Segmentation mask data
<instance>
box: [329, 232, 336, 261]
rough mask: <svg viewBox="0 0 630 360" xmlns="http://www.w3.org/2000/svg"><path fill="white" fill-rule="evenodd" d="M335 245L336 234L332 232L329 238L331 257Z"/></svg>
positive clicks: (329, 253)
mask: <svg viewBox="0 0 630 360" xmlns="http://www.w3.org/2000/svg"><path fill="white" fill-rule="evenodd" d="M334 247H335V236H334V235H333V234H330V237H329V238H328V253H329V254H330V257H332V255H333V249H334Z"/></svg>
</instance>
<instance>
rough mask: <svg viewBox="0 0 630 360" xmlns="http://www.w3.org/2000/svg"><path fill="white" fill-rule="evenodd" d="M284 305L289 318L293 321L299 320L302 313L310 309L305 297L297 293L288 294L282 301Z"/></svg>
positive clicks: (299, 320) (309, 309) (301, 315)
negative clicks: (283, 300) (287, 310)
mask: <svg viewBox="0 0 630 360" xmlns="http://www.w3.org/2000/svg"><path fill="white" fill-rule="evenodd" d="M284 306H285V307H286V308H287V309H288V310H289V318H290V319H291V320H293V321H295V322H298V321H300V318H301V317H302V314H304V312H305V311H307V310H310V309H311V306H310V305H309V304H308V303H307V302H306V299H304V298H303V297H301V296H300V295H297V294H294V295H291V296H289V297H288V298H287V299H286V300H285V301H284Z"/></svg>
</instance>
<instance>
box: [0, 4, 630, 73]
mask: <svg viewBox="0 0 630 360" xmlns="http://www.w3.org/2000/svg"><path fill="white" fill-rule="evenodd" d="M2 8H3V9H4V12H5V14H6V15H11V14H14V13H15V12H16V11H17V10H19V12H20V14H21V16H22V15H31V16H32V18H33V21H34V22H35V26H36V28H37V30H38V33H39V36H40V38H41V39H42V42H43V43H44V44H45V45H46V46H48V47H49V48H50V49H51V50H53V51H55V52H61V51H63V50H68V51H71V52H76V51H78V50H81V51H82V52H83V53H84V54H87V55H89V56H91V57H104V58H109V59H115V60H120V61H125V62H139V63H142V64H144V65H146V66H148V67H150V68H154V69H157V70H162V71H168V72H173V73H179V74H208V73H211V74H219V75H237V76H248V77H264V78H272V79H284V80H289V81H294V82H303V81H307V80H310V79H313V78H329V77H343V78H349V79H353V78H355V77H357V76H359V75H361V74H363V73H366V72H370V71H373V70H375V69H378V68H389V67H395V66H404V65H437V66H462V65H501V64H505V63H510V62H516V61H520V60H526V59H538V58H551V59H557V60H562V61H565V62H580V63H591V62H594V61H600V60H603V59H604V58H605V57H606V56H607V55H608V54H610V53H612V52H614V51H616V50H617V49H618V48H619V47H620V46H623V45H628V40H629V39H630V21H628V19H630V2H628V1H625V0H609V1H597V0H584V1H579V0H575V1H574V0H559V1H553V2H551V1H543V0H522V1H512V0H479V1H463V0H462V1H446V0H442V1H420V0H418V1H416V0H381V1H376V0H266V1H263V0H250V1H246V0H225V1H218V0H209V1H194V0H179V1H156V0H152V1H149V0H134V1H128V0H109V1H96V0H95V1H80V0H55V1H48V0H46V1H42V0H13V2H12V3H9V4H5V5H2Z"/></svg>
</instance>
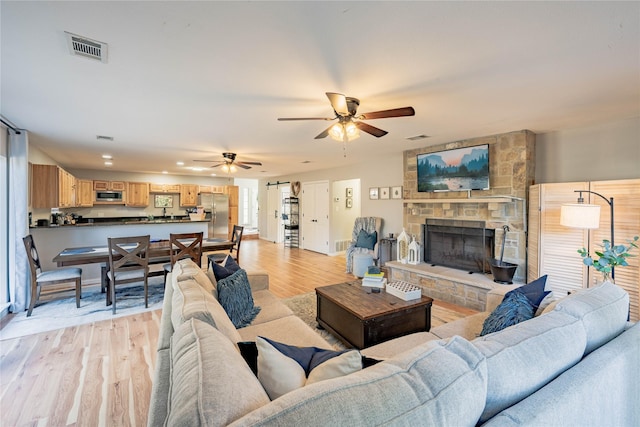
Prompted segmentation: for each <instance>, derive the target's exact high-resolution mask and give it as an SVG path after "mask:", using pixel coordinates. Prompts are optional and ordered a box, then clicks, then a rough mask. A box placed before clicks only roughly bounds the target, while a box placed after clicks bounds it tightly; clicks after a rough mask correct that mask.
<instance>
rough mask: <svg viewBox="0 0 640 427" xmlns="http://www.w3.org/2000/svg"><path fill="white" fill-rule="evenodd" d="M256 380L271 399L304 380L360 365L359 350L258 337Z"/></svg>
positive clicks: (328, 378) (359, 368) (343, 372)
mask: <svg viewBox="0 0 640 427" xmlns="http://www.w3.org/2000/svg"><path fill="white" fill-rule="evenodd" d="M256 345H257V348H258V363H257V365H258V380H260V383H261V384H262V386H263V387H264V389H265V390H266V392H267V394H268V395H269V397H270V398H271V400H274V399H277V398H278V397H280V396H282V395H283V394H286V393H289V392H290V391H293V390H295V389H298V388H300V387H303V386H305V385H307V384H313V383H315V382H319V381H323V380H327V379H331V378H336V377H339V376H343V375H347V374H350V373H352V372H356V371H359V370H361V369H362V356H361V355H360V352H359V351H358V350H347V351H333V350H326V349H321V348H318V347H297V346H290V345H286V344H283V343H279V342H277V341H272V340H269V339H268V338H264V337H258V338H257V340H256Z"/></svg>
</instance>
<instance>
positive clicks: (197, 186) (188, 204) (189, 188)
mask: <svg viewBox="0 0 640 427" xmlns="http://www.w3.org/2000/svg"><path fill="white" fill-rule="evenodd" d="M198 187H199V186H198V185H196V184H180V206H196V205H197V204H198V190H199V188H198Z"/></svg>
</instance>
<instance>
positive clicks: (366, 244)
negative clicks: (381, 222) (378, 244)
mask: <svg viewBox="0 0 640 427" xmlns="http://www.w3.org/2000/svg"><path fill="white" fill-rule="evenodd" d="M377 241H378V233H377V232H376V231H374V232H373V233H367V232H366V231H365V230H360V232H359V233H358V239H357V240H356V247H357V248H367V249H370V250H373V248H374V246H375V245H376V242H377Z"/></svg>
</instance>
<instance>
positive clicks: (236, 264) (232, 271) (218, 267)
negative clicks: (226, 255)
mask: <svg viewBox="0 0 640 427" xmlns="http://www.w3.org/2000/svg"><path fill="white" fill-rule="evenodd" d="M212 264H213V275H214V276H215V277H216V281H218V280H221V279H224V278H226V277H229V276H231V275H232V274H233V273H235V272H236V271H238V270H240V266H239V265H238V263H237V262H236V260H235V259H233V257H231V256H229V255H227V257H226V258H225V259H224V262H223V263H222V264H218V263H217V262H214V263H212Z"/></svg>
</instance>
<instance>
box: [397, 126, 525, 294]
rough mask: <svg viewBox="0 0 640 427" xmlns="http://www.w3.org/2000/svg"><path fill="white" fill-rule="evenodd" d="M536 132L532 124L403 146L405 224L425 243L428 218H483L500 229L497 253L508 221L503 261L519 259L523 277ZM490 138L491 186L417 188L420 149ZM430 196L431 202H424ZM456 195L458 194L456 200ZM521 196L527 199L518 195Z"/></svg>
mask: <svg viewBox="0 0 640 427" xmlns="http://www.w3.org/2000/svg"><path fill="white" fill-rule="evenodd" d="M535 141H536V136H535V134H534V133H533V132H531V131H528V130H521V131H516V132H509V133H504V134H500V135H493V136H485V137H480V138H472V139H466V140H462V141H456V142H450V143H446V144H442V145H436V146H432V147H425V148H418V149H414V150H408V151H405V152H404V187H403V193H404V195H403V196H404V197H403V198H404V206H403V226H404V227H405V230H406V231H407V233H409V235H414V236H415V237H416V240H417V241H419V242H420V243H421V247H424V246H423V245H422V244H423V242H422V241H421V240H422V235H421V226H422V225H423V224H424V223H425V219H426V218H443V219H460V220H483V221H485V222H486V224H487V225H486V226H487V228H492V229H495V230H496V237H495V256H496V258H500V250H501V245H502V240H503V236H504V233H503V230H502V227H503V225H508V226H509V229H510V231H509V232H508V233H507V236H506V242H505V251H504V261H507V262H511V263H514V264H518V269H517V271H516V274H515V277H514V280H516V281H520V282H522V281H524V280H525V278H526V271H527V265H526V262H527V255H526V243H527V236H526V226H527V224H526V212H527V203H528V188H529V186H530V185H532V184H533V183H534V179H535V158H536V155H535ZM481 144H489V169H490V176H489V185H490V190H485V191H483V190H473V191H471V199H468V200H469V201H468V202H467V201H463V200H461V199H465V198H467V192H445V193H419V192H418V191H417V171H416V168H417V159H416V156H417V155H418V154H423V153H432V152H435V151H442V150H450V149H454V148H463V147H472V146H474V145H481ZM496 196H498V197H499V196H512V197H515V198H517V199H514V200H513V201H511V202H492V201H486V200H485V201H479V202H478V201H474V200H473V199H474V198H491V197H496ZM421 199H422V200H428V201H429V202H428V203H425V202H421ZM452 199H455V200H452ZM518 199H522V200H518Z"/></svg>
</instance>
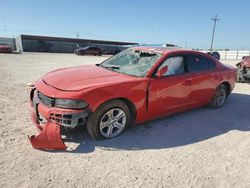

▶ **What is needed**
Identify each line in the rows above that contains the string "positive", and copy those lines out. Case counts.

▶ **Task solution**
positive clicks: (329, 253)
positive clicks: (299, 320) (309, 309) (301, 315)
positive clicks: (328, 378) (359, 368) (343, 372)
positive clicks: (197, 186) (188, 204) (189, 188)
positive clicks: (366, 244)
positive clicks: (236, 264) (232, 271) (218, 267)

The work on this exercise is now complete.